- **EXERCISE REQUIREMENTS**: Only the lines from the one containing "Where can you see the sandy" through the last line of the data are to be written out, exactly and in full.

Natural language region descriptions
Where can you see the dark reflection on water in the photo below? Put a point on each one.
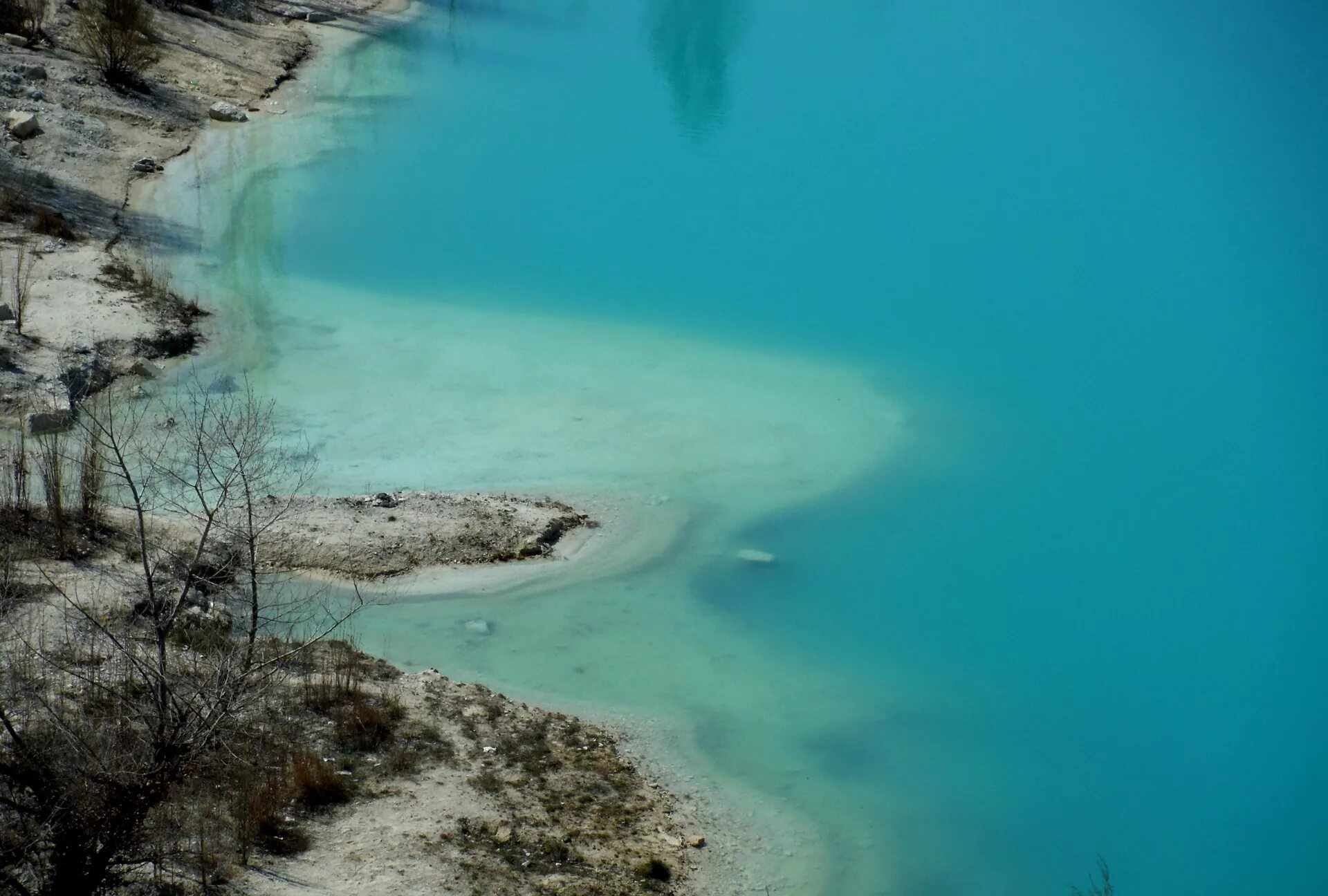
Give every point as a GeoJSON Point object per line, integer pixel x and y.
{"type": "Point", "coordinates": [691, 41]}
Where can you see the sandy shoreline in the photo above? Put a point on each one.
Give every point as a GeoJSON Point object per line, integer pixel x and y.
{"type": "Point", "coordinates": [632, 532]}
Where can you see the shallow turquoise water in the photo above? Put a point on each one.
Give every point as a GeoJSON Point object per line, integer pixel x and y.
{"type": "Point", "coordinates": [1069, 601]}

- **RESPONSE**:
Where can you see the sandy shoreline in the photo above? Put a point on each one.
Give every point as a GeoJSON Point object per line, integer pixel x and y.
{"type": "Point", "coordinates": [632, 532]}
Where can you see the shallow turquoise water in the photo above? Put a point on each one.
Give every point as a GeoJSON Point object per line, integer pixel x and y.
{"type": "Point", "coordinates": [1069, 601]}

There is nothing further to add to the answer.